[Items taken from a collection]
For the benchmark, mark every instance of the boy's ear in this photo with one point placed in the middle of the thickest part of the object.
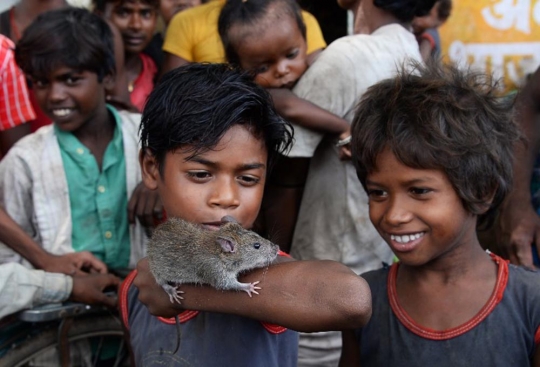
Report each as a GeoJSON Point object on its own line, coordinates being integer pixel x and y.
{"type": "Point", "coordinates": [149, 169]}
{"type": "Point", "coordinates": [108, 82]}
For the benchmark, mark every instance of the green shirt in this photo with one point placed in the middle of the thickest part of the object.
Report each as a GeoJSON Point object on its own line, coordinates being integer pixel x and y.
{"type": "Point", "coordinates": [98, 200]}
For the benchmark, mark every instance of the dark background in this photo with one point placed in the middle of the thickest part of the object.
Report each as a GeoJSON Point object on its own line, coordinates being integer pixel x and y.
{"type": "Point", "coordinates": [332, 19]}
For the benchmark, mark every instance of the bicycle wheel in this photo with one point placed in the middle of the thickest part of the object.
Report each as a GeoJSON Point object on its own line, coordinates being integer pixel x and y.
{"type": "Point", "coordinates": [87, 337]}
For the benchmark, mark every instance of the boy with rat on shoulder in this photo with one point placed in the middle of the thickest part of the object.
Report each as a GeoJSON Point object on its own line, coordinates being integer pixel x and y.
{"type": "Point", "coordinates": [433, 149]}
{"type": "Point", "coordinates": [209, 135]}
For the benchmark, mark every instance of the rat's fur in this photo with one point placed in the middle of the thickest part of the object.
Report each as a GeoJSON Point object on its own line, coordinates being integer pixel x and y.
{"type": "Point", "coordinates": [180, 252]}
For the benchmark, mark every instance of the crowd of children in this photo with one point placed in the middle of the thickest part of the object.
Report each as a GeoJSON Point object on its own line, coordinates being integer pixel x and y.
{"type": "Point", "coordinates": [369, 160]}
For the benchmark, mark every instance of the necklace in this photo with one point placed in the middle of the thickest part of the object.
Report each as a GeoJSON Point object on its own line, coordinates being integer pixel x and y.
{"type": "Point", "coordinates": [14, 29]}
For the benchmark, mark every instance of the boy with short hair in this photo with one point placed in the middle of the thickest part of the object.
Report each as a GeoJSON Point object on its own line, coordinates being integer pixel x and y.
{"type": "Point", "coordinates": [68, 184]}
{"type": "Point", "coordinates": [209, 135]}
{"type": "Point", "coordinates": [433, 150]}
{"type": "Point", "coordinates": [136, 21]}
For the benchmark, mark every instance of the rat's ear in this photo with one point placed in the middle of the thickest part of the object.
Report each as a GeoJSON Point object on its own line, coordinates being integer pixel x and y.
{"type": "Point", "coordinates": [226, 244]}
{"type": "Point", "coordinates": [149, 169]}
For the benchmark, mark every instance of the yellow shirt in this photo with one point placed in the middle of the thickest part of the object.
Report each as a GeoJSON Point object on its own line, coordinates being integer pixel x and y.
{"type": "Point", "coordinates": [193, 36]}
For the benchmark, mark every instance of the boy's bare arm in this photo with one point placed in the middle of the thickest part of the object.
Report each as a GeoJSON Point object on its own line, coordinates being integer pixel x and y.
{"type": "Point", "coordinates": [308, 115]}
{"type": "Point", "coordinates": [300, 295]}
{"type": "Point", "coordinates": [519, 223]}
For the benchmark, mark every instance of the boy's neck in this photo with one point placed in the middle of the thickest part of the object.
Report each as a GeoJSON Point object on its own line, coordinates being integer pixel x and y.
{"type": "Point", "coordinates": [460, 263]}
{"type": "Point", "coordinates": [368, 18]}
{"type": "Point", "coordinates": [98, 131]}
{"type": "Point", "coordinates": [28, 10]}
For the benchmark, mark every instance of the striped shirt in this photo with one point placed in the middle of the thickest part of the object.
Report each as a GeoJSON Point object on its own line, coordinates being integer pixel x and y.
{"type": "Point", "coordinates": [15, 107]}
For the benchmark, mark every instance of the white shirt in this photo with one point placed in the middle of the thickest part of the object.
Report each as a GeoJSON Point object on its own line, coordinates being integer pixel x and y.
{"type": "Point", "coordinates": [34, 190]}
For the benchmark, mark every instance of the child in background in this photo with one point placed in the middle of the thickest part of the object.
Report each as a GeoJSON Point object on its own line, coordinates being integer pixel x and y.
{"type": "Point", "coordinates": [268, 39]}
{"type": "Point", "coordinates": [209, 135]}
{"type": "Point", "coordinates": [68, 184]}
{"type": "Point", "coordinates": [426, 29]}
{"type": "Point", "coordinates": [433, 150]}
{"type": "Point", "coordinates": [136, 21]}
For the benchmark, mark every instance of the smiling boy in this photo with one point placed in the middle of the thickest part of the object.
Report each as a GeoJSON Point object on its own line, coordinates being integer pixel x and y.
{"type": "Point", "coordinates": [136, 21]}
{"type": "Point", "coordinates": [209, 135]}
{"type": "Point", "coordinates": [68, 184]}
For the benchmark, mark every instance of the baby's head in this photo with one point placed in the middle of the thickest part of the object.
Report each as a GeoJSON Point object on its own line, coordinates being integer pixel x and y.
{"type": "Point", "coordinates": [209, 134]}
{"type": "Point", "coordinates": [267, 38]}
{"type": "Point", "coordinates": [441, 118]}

• **OBJECTIVE**
Update everything from the line containing "For the benchmark, mark every instance of the striped" down to the end of the items by replacing "integer pixel" with "whole-number pixel" wherever it occurs. Leave all other text unchanged.

• **EXERCISE OUTPUT**
For the benchmark, mark every instance of the striped shirt in this photo with one point placed in the middle of the thickest part of the object.
Report each as a GeoJSON Point object on its own line, coordinates being whole-number pixel x and y.
{"type": "Point", "coordinates": [15, 107]}
For the benchmark, mark every instance of the white shirt in this photo with one point placed in the middle of the thickest part of the object.
Report each as a GeoJSON Point object on its own line, coordinates being whole-number pixel x and y.
{"type": "Point", "coordinates": [34, 190]}
For the benchmark, mark every instance of the child in background in this photo with one point placed in the middle of the thickest part of the object.
Report each as a GeoJSON Point object on its own line, coordinates being whole-number pixel x and y.
{"type": "Point", "coordinates": [268, 39]}
{"type": "Point", "coordinates": [209, 135]}
{"type": "Point", "coordinates": [68, 184]}
{"type": "Point", "coordinates": [426, 29]}
{"type": "Point", "coordinates": [433, 150]}
{"type": "Point", "coordinates": [136, 21]}
For the benchmark, mark every instance of the smiling boy in this photo with one point placed in the middle of the thickest part of the object.
Report each as a GeoJSON Point object on its own line, coordinates being whole-number pixel x and y.
{"type": "Point", "coordinates": [136, 21]}
{"type": "Point", "coordinates": [209, 135]}
{"type": "Point", "coordinates": [68, 184]}
For the benchmark, mark every instance of the baby's head in this photo with one point placed in the middle of the thickest part of the object.
Report each as a GeoJSON Point object on its own line, coordinates being whole-number pixel x and y.
{"type": "Point", "coordinates": [209, 134]}
{"type": "Point", "coordinates": [267, 38]}
{"type": "Point", "coordinates": [441, 118]}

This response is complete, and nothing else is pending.